* _Exercise_:
Convert the portion of the material that opens with the line containing "hedge in this photo." and closes with the line containing "Target: trimmed hedge" into a JSON list of strings, with one string per line and any blank lines omitted.

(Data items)
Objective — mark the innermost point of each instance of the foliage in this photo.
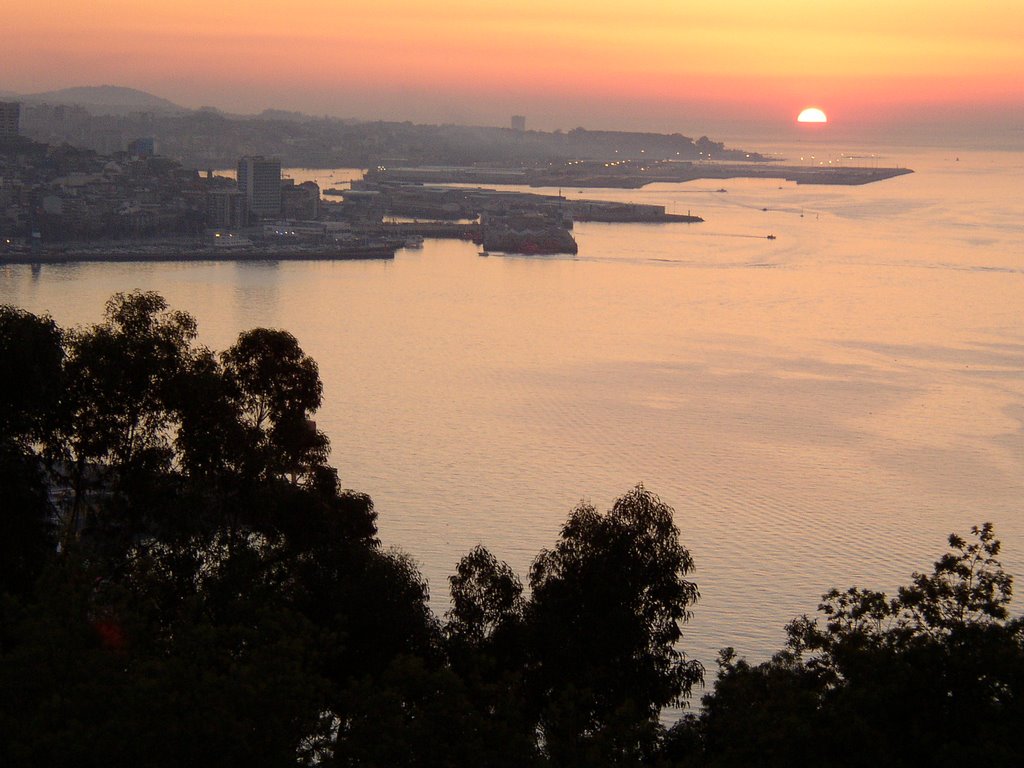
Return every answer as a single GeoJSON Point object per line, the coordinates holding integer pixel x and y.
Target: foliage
{"type": "Point", "coordinates": [900, 681]}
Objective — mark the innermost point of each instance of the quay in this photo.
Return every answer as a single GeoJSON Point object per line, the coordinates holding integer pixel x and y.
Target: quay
{"type": "Point", "coordinates": [632, 174]}
{"type": "Point", "coordinates": [199, 253]}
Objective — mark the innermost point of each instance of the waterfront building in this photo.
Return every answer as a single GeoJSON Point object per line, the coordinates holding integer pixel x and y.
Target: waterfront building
{"type": "Point", "coordinates": [299, 202]}
{"type": "Point", "coordinates": [225, 209]}
{"type": "Point", "coordinates": [9, 116]}
{"type": "Point", "coordinates": [142, 147]}
{"type": "Point", "coordinates": [259, 179]}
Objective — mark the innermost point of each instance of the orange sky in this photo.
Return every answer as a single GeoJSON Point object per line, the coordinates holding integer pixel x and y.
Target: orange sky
{"type": "Point", "coordinates": [565, 62]}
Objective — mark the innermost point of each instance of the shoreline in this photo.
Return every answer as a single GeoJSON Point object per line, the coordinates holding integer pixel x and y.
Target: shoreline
{"type": "Point", "coordinates": [189, 253]}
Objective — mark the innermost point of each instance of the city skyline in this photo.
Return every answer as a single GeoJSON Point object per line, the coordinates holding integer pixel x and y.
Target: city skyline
{"type": "Point", "coordinates": [651, 66]}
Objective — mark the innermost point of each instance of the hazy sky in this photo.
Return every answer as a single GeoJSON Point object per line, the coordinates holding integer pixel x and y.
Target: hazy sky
{"type": "Point", "coordinates": [561, 62]}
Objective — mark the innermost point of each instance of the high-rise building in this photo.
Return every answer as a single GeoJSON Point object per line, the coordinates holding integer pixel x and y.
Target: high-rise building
{"type": "Point", "coordinates": [259, 178]}
{"type": "Point", "coordinates": [9, 114]}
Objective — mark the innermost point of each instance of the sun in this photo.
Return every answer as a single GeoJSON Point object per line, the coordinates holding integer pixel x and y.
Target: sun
{"type": "Point", "coordinates": [812, 115]}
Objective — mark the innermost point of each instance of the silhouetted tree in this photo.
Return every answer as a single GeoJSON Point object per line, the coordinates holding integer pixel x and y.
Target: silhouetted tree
{"type": "Point", "coordinates": [899, 681]}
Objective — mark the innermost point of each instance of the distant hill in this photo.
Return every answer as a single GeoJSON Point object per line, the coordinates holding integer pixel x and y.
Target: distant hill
{"type": "Point", "coordinates": [105, 99]}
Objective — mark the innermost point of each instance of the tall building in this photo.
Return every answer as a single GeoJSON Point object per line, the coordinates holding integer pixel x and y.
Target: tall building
{"type": "Point", "coordinates": [259, 178]}
{"type": "Point", "coordinates": [9, 114]}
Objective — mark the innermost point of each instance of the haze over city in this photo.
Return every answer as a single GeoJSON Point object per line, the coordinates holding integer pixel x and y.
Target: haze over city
{"type": "Point", "coordinates": [652, 66]}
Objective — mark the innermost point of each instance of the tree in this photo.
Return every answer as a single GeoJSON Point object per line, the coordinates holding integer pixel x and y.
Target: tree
{"type": "Point", "coordinates": [935, 671]}
{"type": "Point", "coordinates": [31, 381]}
{"type": "Point", "coordinates": [486, 596]}
{"type": "Point", "coordinates": [278, 386]}
{"type": "Point", "coordinates": [603, 624]}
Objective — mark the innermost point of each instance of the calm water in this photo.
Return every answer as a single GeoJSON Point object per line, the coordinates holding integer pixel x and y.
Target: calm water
{"type": "Point", "coordinates": [820, 410]}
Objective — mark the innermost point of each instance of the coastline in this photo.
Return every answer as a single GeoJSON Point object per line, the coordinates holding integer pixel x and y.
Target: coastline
{"type": "Point", "coordinates": [189, 252]}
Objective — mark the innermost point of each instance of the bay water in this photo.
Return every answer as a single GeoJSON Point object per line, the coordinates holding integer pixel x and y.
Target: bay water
{"type": "Point", "coordinates": [821, 409]}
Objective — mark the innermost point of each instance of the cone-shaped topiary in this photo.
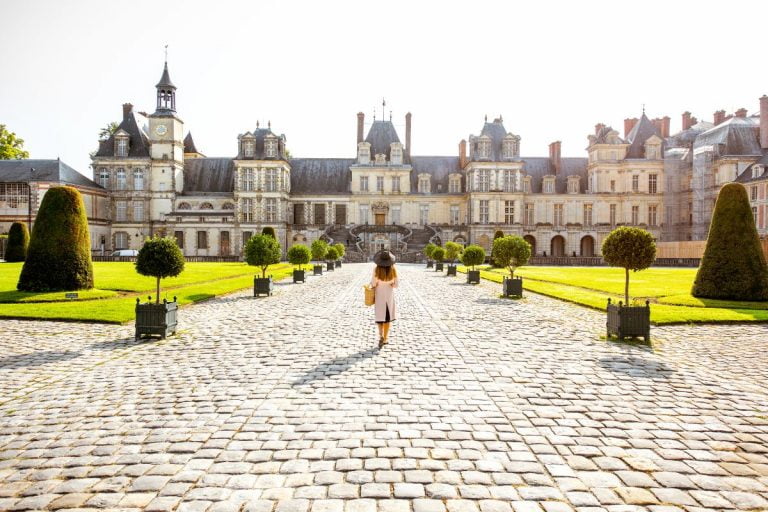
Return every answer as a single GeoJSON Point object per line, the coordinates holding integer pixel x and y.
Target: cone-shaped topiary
{"type": "Point", "coordinates": [159, 258]}
{"type": "Point", "coordinates": [59, 255]}
{"type": "Point", "coordinates": [18, 243]}
{"type": "Point", "coordinates": [733, 266]}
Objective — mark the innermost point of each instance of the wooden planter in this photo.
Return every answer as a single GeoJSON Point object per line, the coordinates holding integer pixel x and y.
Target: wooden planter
{"type": "Point", "coordinates": [629, 321]}
{"type": "Point", "coordinates": [262, 286]}
{"type": "Point", "coordinates": [156, 319]}
{"type": "Point", "coordinates": [512, 287]}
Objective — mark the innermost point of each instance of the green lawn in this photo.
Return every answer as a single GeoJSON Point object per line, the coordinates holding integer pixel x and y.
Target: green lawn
{"type": "Point", "coordinates": [117, 287]}
{"type": "Point", "coordinates": [667, 288]}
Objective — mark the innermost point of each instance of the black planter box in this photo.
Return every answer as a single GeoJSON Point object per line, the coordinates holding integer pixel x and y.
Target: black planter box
{"type": "Point", "coordinates": [156, 319]}
{"type": "Point", "coordinates": [512, 287]}
{"type": "Point", "coordinates": [629, 321]}
{"type": "Point", "coordinates": [262, 285]}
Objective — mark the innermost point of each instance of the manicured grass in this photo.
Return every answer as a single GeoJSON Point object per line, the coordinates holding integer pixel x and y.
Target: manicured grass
{"type": "Point", "coordinates": [205, 280]}
{"type": "Point", "coordinates": [592, 286]}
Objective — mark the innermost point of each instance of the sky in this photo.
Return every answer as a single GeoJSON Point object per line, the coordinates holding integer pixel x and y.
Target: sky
{"type": "Point", "coordinates": [551, 69]}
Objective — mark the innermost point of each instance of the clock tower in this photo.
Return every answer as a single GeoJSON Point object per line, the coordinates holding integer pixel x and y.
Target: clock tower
{"type": "Point", "coordinates": [166, 149]}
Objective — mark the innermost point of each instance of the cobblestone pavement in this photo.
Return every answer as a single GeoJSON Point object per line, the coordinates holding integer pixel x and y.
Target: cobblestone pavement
{"type": "Point", "coordinates": [478, 403]}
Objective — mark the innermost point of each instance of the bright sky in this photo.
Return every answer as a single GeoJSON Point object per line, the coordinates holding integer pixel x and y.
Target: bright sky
{"type": "Point", "coordinates": [552, 69]}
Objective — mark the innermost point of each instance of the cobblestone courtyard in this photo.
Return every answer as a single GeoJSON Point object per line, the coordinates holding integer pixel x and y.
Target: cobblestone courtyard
{"type": "Point", "coordinates": [477, 404]}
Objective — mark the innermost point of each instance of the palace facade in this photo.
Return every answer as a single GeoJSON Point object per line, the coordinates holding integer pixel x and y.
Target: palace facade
{"type": "Point", "coordinates": [383, 196]}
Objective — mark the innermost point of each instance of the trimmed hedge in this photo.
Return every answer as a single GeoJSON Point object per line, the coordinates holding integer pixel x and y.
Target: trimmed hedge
{"type": "Point", "coordinates": [733, 266]}
{"type": "Point", "coordinates": [59, 256]}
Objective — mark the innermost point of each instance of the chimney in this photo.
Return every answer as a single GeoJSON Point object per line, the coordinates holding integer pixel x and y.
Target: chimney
{"type": "Point", "coordinates": [408, 136]}
{"type": "Point", "coordinates": [629, 124]}
{"type": "Point", "coordinates": [554, 156]}
{"type": "Point", "coordinates": [360, 123]}
{"type": "Point", "coordinates": [764, 122]}
{"type": "Point", "coordinates": [719, 117]}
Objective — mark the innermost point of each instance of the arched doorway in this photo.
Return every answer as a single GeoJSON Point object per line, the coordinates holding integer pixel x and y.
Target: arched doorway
{"type": "Point", "coordinates": [557, 247]}
{"type": "Point", "coordinates": [531, 240]}
{"type": "Point", "coordinates": [588, 246]}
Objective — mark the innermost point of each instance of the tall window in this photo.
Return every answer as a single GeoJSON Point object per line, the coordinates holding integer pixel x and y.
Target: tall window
{"type": "Point", "coordinates": [484, 211]}
{"type": "Point", "coordinates": [509, 212]}
{"type": "Point", "coordinates": [121, 180]}
{"type": "Point", "coordinates": [138, 179]}
{"type": "Point", "coordinates": [558, 215]}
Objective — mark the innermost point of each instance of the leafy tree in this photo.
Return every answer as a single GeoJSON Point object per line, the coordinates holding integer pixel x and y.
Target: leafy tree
{"type": "Point", "coordinates": [11, 146]}
{"type": "Point", "coordinates": [160, 258]}
{"type": "Point", "coordinates": [299, 255]}
{"type": "Point", "coordinates": [733, 266]}
{"type": "Point", "coordinates": [473, 255]}
{"type": "Point", "coordinates": [631, 248]}
{"type": "Point", "coordinates": [59, 255]}
{"type": "Point", "coordinates": [511, 252]}
{"type": "Point", "coordinates": [18, 243]}
{"type": "Point", "coordinates": [262, 251]}
{"type": "Point", "coordinates": [319, 248]}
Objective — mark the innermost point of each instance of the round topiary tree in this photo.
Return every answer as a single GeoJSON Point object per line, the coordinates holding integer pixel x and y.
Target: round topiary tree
{"type": "Point", "coordinates": [299, 255]}
{"type": "Point", "coordinates": [160, 258]}
{"type": "Point", "coordinates": [262, 251]}
{"type": "Point", "coordinates": [630, 248]}
{"type": "Point", "coordinates": [59, 254]}
{"type": "Point", "coordinates": [511, 252]}
{"type": "Point", "coordinates": [18, 243]}
{"type": "Point", "coordinates": [733, 266]}
{"type": "Point", "coordinates": [473, 255]}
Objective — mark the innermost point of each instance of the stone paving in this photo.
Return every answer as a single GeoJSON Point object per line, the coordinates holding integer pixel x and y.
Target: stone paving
{"type": "Point", "coordinates": [478, 404]}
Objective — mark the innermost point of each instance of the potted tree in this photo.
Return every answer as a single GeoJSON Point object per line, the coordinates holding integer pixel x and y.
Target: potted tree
{"type": "Point", "coordinates": [341, 251]}
{"type": "Point", "coordinates": [318, 248]}
{"type": "Point", "coordinates": [331, 255]}
{"type": "Point", "coordinates": [511, 252]}
{"type": "Point", "coordinates": [299, 255]}
{"type": "Point", "coordinates": [472, 256]}
{"type": "Point", "coordinates": [632, 249]}
{"type": "Point", "coordinates": [428, 253]}
{"type": "Point", "coordinates": [452, 251]}
{"type": "Point", "coordinates": [438, 254]}
{"type": "Point", "coordinates": [159, 258]}
{"type": "Point", "coordinates": [262, 251]}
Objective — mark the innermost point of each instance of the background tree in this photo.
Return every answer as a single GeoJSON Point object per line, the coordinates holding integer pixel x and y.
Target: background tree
{"type": "Point", "coordinates": [630, 248]}
{"type": "Point", "coordinates": [262, 251]}
{"type": "Point", "coordinates": [18, 243]}
{"type": "Point", "coordinates": [160, 258]}
{"type": "Point", "coordinates": [733, 266]}
{"type": "Point", "coordinates": [511, 252]}
{"type": "Point", "coordinates": [59, 255]}
{"type": "Point", "coordinates": [11, 146]}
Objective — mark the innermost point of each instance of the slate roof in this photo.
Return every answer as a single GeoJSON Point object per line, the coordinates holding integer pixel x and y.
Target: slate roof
{"type": "Point", "coordinates": [45, 170]}
{"type": "Point", "coordinates": [209, 176]}
{"type": "Point", "coordinates": [138, 144]}
{"type": "Point", "coordinates": [321, 175]}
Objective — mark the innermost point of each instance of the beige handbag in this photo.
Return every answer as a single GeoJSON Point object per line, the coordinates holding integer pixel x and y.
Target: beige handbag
{"type": "Point", "coordinates": [370, 295]}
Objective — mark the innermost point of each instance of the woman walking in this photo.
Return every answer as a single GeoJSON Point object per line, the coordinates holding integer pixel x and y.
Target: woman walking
{"type": "Point", "coordinates": [384, 282]}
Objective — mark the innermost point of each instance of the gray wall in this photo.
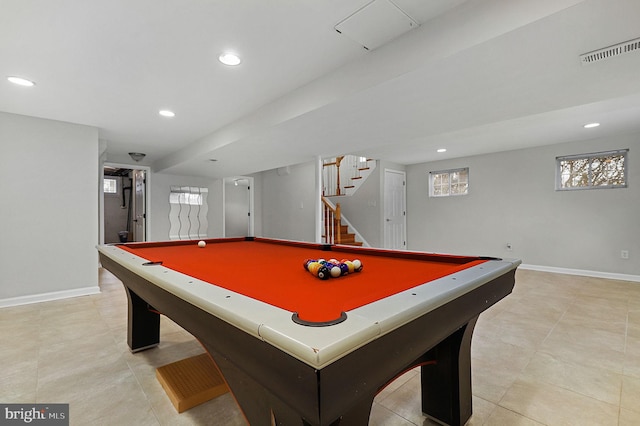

* _Solution to this problem_:
[
  "Objective — mark the innermost point of each instance of the trimmed hedge in this photo.",
  "Return every answer as a single GeoJSON Point object per line, the coordinates holding integer pixel x and y.",
  "Target: trimmed hedge"
]